Source document
▶
Infantry battalion of the Australian Army

The 14th/32nd Battalion was an infantry battalion of the Australian Army which served during the Second World War. It was formed in September 1942 by the amalgamation of the 14th and 32nd Battalions and was assigned to the 6th Brigade, 4th Division in Geraldton, Western Australia. The battalion served firstly in Australia and then later New Guinea, being employed mainly on garrison duties, before being transferred to the 5th Division and deployed to New Britain late in the war where it took part briefly in the Australian containment campaign on that island. In April 1945 it returned to Australia for rest and re-organisation and was disbanded later that year without seeing further combat.

==History==

===Formation===
By mid-1942, an over mobilisation of Australia's military forces resulted in a manpower shortage in the Australian economy. In order to rectify this situation, the Australian government decided to amalgamate and disband a number of units from the Militia in order to free up their personnel and return them to the civilian workforce. As a result, on 12 October 1942, the 14th and 32nd Battalions, which had been undertaking garrison duties around Geraldton, Western Australia, were amalgamated to form the 14th/32nd Battalion. Upon formation the battalion adopted the territorial title of the "Prahran/Footscray Regiment" and was assigned to the 6th Brigade, 4th Division.
◀
Task requirements
Carry the 14th/32nd Battalion history forward from its last sentence. The entries that come next have nothing to do with the 14th/32nd Battalion history.

The data
▶
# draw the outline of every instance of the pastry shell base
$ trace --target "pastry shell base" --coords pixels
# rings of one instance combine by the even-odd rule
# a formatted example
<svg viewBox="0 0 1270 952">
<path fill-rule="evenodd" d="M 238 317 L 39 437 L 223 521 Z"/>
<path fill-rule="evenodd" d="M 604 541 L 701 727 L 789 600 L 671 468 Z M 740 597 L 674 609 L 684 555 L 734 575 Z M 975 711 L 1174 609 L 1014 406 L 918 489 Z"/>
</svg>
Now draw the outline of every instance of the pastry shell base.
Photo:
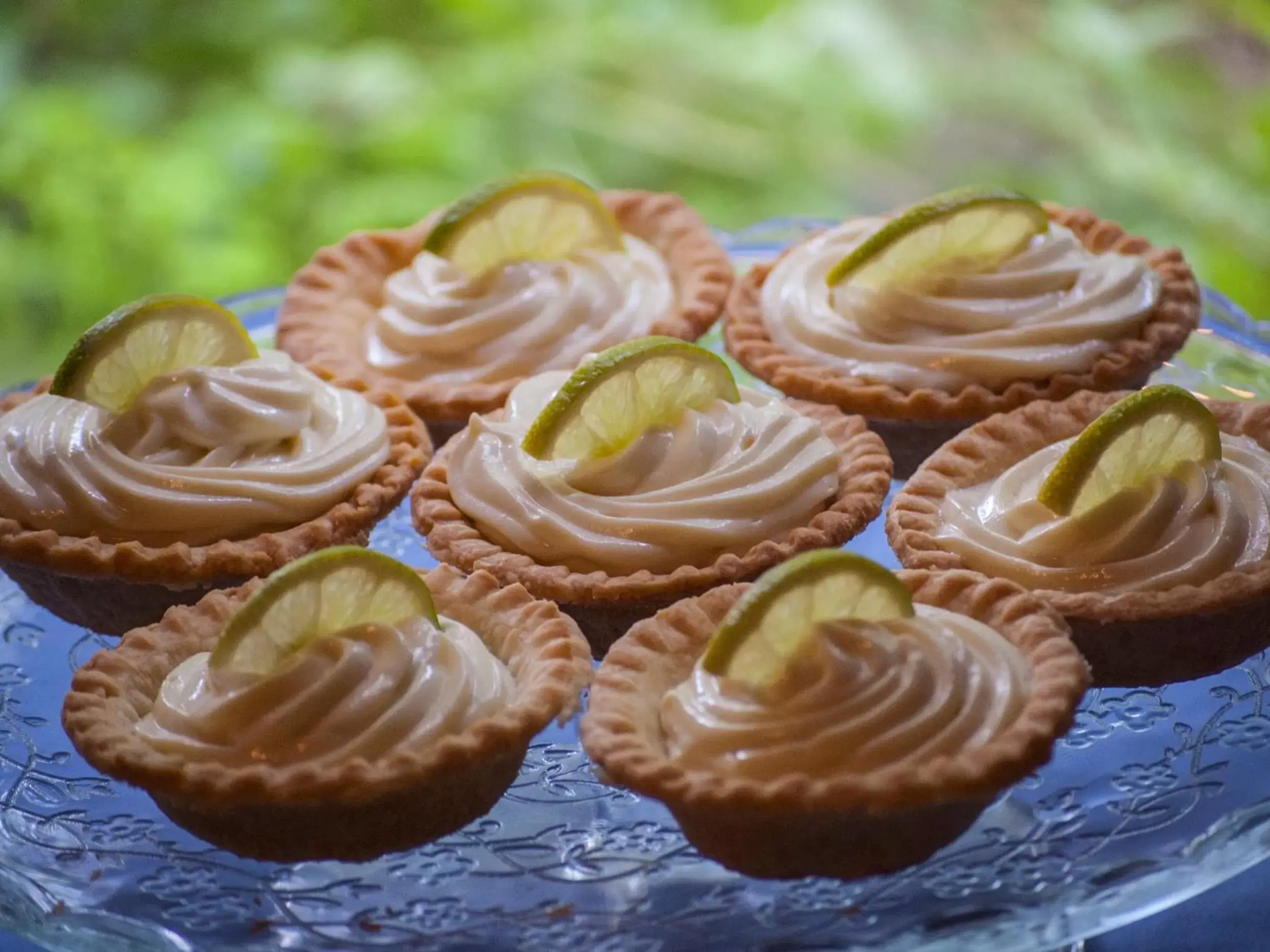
◀
The answer
The battalion's personnel were drawn predominately from the 14th Battalion, although 164 officers and men from the 32nd who had volunteered to serve under the same conditions of the Second Australian Imperial Force, were transferred to the 14th/32nd at this time. As more than 65 per cent of the battalion's 996 personnel volunteered for overseas service, the battalion was designated as an Australian Imperial Force battalion, meaning that it could be sent outside the territorial limits imposed by the Defence Act (1903).

===New Guinea and New Britain===
After this, the 14th/32nd Battalion was moved to the Atherton Tablelands in Queensland, to undertake amphibious landing and jungle warfare training in preparation for deployment overseas. In July 1943, they were sent to Port Moresby, New Guinea, where they once again filled the role of garrison troops for almost a year, operating between Buna, Gona and Nassau Bay. In 1944, under the command of Lieutenant Colonel William Caldwell, who had previously commanded at company-level in Greece and the Middle East, the battalion was attached to the 5th Division and on 4 November the 14th/32nd Battalion, forming the vanguard of the 6th Brigade, carried out an amphibious landing at Jacquinot Bay on New Britain.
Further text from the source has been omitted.